→ Input rows:
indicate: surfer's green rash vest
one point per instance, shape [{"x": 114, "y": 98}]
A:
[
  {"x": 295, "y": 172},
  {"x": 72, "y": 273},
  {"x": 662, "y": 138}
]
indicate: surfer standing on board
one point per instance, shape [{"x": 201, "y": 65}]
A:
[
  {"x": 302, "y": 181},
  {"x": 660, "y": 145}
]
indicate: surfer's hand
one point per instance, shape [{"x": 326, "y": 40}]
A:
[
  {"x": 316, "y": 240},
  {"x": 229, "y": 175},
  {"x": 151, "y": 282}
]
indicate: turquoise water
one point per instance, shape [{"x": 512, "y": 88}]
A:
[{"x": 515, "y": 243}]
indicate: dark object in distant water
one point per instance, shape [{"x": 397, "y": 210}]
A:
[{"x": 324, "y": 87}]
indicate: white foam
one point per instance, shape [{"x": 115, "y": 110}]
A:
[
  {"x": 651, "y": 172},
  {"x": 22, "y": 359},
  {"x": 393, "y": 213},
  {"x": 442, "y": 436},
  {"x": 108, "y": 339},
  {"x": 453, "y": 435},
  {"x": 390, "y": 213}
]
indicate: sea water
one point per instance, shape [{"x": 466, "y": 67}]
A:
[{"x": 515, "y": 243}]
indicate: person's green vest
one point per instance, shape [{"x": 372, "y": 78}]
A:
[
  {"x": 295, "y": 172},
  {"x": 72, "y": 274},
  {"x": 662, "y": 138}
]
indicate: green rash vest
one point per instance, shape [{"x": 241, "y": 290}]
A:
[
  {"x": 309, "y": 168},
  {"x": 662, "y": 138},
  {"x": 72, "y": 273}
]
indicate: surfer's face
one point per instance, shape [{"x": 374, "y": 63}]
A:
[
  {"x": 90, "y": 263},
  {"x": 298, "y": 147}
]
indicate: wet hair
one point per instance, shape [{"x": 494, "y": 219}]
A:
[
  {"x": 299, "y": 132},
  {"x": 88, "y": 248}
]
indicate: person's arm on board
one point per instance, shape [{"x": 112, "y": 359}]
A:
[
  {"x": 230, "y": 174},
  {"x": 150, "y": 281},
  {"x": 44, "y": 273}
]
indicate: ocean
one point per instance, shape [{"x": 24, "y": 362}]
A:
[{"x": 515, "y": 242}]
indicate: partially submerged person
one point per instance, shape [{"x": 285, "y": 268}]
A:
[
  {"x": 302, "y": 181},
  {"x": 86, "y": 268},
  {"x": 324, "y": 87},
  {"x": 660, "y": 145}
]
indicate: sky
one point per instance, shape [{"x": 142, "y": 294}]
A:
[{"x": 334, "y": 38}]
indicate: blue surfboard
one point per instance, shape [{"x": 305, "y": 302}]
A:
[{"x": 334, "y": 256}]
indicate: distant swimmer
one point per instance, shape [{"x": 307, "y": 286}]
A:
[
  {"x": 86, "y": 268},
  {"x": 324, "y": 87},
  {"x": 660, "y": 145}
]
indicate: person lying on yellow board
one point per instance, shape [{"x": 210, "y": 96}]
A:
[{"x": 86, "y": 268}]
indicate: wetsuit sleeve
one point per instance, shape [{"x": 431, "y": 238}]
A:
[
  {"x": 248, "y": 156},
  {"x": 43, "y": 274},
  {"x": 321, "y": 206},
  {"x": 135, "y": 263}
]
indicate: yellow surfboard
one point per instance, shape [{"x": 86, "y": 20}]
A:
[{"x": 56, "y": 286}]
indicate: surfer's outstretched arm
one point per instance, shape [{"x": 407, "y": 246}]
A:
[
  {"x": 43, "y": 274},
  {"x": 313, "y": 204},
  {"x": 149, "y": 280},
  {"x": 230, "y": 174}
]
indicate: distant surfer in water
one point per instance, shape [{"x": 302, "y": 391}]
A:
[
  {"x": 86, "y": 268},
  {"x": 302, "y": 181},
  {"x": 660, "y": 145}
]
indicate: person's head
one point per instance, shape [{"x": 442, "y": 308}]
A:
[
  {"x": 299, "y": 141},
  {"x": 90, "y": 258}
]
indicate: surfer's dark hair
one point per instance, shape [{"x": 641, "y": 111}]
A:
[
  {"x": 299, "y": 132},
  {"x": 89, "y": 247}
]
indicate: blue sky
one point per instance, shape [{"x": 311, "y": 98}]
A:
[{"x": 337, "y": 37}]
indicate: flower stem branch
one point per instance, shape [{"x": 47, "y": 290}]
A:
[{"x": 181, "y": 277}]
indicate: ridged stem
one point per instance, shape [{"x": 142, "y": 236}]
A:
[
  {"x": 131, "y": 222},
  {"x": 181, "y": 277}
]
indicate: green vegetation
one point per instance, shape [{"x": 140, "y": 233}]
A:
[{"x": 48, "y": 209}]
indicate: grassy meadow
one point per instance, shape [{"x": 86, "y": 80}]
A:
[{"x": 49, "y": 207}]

→ Brief:
Please repeat these records with "indicate" swapped for "mark", leaving everything else the same.

→ Finished answer:
mark: surfer's green rash vest
one point per instance, shape [{"x": 114, "y": 98}]
A:
[
  {"x": 295, "y": 172},
  {"x": 72, "y": 273},
  {"x": 662, "y": 138}
]
mark: surfer standing on board
one point per instance, shape [{"x": 201, "y": 65}]
A:
[
  {"x": 302, "y": 181},
  {"x": 660, "y": 145}
]
mark: surfer's hand
one point per instance, shape [{"x": 326, "y": 40}]
A:
[
  {"x": 316, "y": 240},
  {"x": 229, "y": 175},
  {"x": 151, "y": 282}
]
mark: turquoise water
one point per instance, shape [{"x": 512, "y": 88}]
A:
[{"x": 515, "y": 243}]
mark: dark object in distant water
one point per instance, shape [{"x": 397, "y": 210}]
A:
[{"x": 324, "y": 87}]
mark: white foam
one point per instance, shape [{"x": 115, "y": 110}]
A:
[
  {"x": 651, "y": 172},
  {"x": 22, "y": 359},
  {"x": 393, "y": 213},
  {"x": 442, "y": 436},
  {"x": 108, "y": 339},
  {"x": 453, "y": 435},
  {"x": 390, "y": 213}
]
mark: sea water
one point per instance, shape [{"x": 466, "y": 67}]
A:
[{"x": 515, "y": 243}]
mark: person's green vest
one point per instance, shape [{"x": 372, "y": 78}]
A:
[
  {"x": 295, "y": 172},
  {"x": 72, "y": 274},
  {"x": 662, "y": 138}
]
mark: green rash vest
one point per instance, shape [{"x": 241, "y": 290}]
A:
[
  {"x": 309, "y": 168},
  {"x": 662, "y": 138},
  {"x": 72, "y": 273}
]
mark: surfer's face
one point per instance, shape [{"x": 374, "y": 63}]
A:
[
  {"x": 90, "y": 263},
  {"x": 298, "y": 147}
]
mark: wet hair
one point per instance, shape [{"x": 494, "y": 219}]
A:
[
  {"x": 299, "y": 132},
  {"x": 88, "y": 248}
]
mark: person's arm on board
one point per instance, shape [{"x": 112, "y": 359}]
A:
[
  {"x": 230, "y": 174},
  {"x": 150, "y": 281},
  {"x": 44, "y": 273}
]
mark: ocean
one point per instance, shape [{"x": 24, "y": 362}]
A:
[{"x": 515, "y": 242}]
mark: partially submerged person
one point per instance, shape [{"x": 285, "y": 268}]
A:
[
  {"x": 302, "y": 181},
  {"x": 86, "y": 268},
  {"x": 324, "y": 87},
  {"x": 660, "y": 145}
]
mark: sky
one point per instance, shape [{"x": 142, "y": 294}]
A:
[{"x": 334, "y": 38}]
mark: blue surfboard
one point per instance, shape [{"x": 305, "y": 302}]
A:
[{"x": 334, "y": 256}]
mark: distant swimmer
one point per instance, shape [{"x": 307, "y": 286}]
A:
[
  {"x": 86, "y": 268},
  {"x": 324, "y": 87},
  {"x": 660, "y": 145}
]
mark: person lying on yellow board
one point per instance, shape [{"x": 210, "y": 96}]
A:
[{"x": 86, "y": 268}]
mark: wetsuit sleeve
one point per instance, shape [{"x": 431, "y": 238}]
A:
[
  {"x": 248, "y": 156},
  {"x": 43, "y": 274},
  {"x": 321, "y": 206},
  {"x": 135, "y": 263}
]
mark: yellow surfboard
one point per instance, shape [{"x": 86, "y": 20}]
A:
[{"x": 56, "y": 286}]
mark: surfer's outstretched arm
one point per instance, shape [{"x": 407, "y": 246}]
A:
[
  {"x": 43, "y": 274},
  {"x": 313, "y": 204},
  {"x": 149, "y": 280},
  {"x": 230, "y": 174}
]
mark: distant surfer in water
one point per instance, shape [{"x": 302, "y": 391}]
A:
[
  {"x": 86, "y": 268},
  {"x": 302, "y": 181},
  {"x": 660, "y": 145}
]
mark: person's head
one point per instance, shape [{"x": 442, "y": 308}]
A:
[
  {"x": 299, "y": 141},
  {"x": 90, "y": 258}
]
mark: surfer's dark hair
one point per instance, shape [{"x": 641, "y": 111}]
A:
[
  {"x": 299, "y": 132},
  {"x": 89, "y": 247}
]
mark: blue sky
one point per instance, shape [{"x": 311, "y": 98}]
A:
[{"x": 337, "y": 37}]
mark: flower stem branch
one point per instance, shape [{"x": 47, "y": 290}]
A:
[{"x": 181, "y": 277}]
mark: ridged stem
one point per instance, shape [{"x": 142, "y": 236}]
A:
[
  {"x": 131, "y": 222},
  {"x": 181, "y": 277}
]
mark: green vegetation
one point per instance, shape [{"x": 140, "y": 233}]
A:
[{"x": 48, "y": 209}]
mark: grassy meadow
one point per instance, shape [{"x": 86, "y": 80}]
A:
[{"x": 49, "y": 207}]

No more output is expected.